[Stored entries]
-- BEGIN --
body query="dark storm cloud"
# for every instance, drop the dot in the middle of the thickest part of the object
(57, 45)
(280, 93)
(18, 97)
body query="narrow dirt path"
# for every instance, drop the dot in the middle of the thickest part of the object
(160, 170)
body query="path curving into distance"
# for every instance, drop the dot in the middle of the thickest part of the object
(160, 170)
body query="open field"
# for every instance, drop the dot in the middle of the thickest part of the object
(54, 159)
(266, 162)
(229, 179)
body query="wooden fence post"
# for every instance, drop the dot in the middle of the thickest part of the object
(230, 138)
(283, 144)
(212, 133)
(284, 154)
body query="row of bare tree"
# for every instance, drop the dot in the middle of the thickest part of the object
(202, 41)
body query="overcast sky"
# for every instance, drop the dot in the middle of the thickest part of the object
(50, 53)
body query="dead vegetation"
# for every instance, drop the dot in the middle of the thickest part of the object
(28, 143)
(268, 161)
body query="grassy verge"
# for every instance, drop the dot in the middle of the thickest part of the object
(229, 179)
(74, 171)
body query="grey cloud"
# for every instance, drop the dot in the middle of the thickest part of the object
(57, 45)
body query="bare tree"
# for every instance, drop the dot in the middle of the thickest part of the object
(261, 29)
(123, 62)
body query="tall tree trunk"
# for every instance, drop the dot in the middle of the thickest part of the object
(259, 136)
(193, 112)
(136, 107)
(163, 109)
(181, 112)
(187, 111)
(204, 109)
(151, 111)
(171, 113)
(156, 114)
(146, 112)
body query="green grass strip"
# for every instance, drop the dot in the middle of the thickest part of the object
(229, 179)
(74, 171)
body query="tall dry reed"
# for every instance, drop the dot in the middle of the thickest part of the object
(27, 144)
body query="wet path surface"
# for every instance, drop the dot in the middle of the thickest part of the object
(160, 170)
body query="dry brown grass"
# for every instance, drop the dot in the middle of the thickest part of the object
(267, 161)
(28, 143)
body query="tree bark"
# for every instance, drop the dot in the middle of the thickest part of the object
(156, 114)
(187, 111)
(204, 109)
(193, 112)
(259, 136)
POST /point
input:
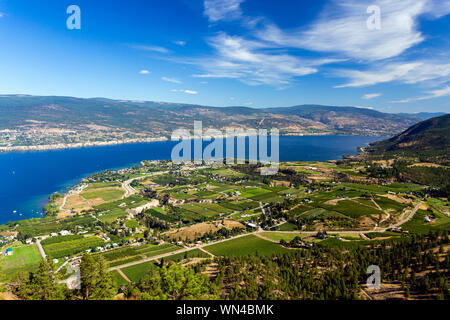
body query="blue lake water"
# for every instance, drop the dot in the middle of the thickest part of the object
(29, 178)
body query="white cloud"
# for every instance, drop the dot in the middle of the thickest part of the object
(407, 72)
(184, 91)
(371, 95)
(172, 80)
(342, 29)
(151, 48)
(431, 95)
(254, 62)
(226, 10)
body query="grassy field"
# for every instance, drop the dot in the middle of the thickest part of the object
(244, 246)
(196, 253)
(418, 225)
(138, 271)
(277, 236)
(106, 194)
(118, 280)
(24, 258)
(68, 248)
(36, 226)
(132, 224)
(126, 255)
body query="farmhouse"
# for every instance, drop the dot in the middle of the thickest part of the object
(8, 252)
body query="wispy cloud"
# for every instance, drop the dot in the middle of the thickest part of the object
(151, 48)
(184, 91)
(371, 95)
(172, 80)
(406, 72)
(226, 10)
(431, 95)
(342, 29)
(254, 62)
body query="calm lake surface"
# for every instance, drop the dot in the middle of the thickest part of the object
(29, 178)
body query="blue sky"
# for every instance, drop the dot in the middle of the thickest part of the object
(256, 53)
-- END --
All of the material above should be reproduced exactly, except the pictures.

## ANSWER BELOW:
body query="dark storm cloud"
# for every instance, drop the dot in the middle of the thickest part of the object
(57, 45)
(280, 93)
(18, 97)
body query="narrow dirt path"
# for every instance, drop the dot in the middle of the thickest part of the object
(160, 170)
body query="path curving into distance"
# for every instance, drop the dot in the middle of the thickest part of the object
(160, 170)
body query="open field"
# for every instance, drop the dot in the middle of the thickest part of the object
(54, 159)
(266, 162)
(229, 179)
body query="wooden fence post"
# for every instance, drop the dot in the middle of the thickest part of the object
(230, 138)
(283, 144)
(212, 133)
(284, 154)
body query="row of bare tree"
# for every instance, drop the dot in the middle of the thickest part of the object
(202, 41)
body query="overcast sky"
# for every instance, drop the dot in the middle of the thickest part of the object
(50, 53)
body query="dead vegetation"
# for every instance, drop the dot in the middle of the thickest part of the object
(28, 143)
(268, 161)
body query="grassy verge"
# for every instance, drop the dot in the middle of the thickest part of the object
(229, 179)
(74, 171)
body query="grey cloud"
# for every instance, drop the dot in the middle of the thickest part of the object
(57, 45)
body query="bare tree"
# for every instance, drop the dot in the middle of the thickest part of the object
(261, 29)
(123, 62)
body query="tall tree trunk"
# for every instance, drop the dot in the middle of the thickest part of the object
(259, 136)
(193, 112)
(136, 107)
(163, 109)
(181, 112)
(187, 111)
(204, 109)
(151, 111)
(171, 113)
(156, 114)
(146, 112)
body query="green grass strip"
# for every instance, drop the dot in the middle of the thickest part of the object
(229, 179)
(74, 171)
body query="tall dry reed"
# for every instance, drop the dot in the middle of the thickest part of the object
(27, 144)
body query="wet path surface"
# for every instance, drop the dot in the middle of the thickest part of the object
(160, 170)
body query="dry brown grass"
# for every instance, drop the dot in the middle of the thickest part of the object
(267, 161)
(28, 143)
body query="tree bark"
# for every instance, drop the dot in the middle of the thickest part of the object
(156, 114)
(187, 111)
(204, 109)
(193, 112)
(259, 136)
POST /point
input:
body query="blue lake water"
# for every instance, drop the dot in the middle of the thickest part of the object
(29, 178)
body query="white cloud"
# for every instance, drop the dot in the middle of the thickest part of the object
(407, 72)
(184, 91)
(371, 95)
(172, 80)
(342, 29)
(151, 48)
(431, 95)
(254, 62)
(226, 10)
body query="grassy field"
# for every instance, drop the dot in the middle of the thickest part of the object
(244, 246)
(196, 253)
(418, 225)
(138, 271)
(277, 236)
(106, 194)
(118, 280)
(24, 258)
(68, 248)
(36, 226)
(132, 224)
(126, 255)
body query="farmhouse"
# for every instance, drop the dot in the middle of the thickest part of the object
(8, 252)
body query="wispy cloud"
# for every instance, drop the dot in the middle of the thickest part of the object
(151, 48)
(184, 91)
(371, 95)
(172, 80)
(406, 72)
(226, 10)
(431, 95)
(342, 29)
(254, 62)
body query="calm lake surface"
# for every instance, drop the dot in the middle of the thickest part of the object
(29, 178)
body query="blue sky"
# for every instance, drop the dot in the middle of the thickest part of the object
(256, 53)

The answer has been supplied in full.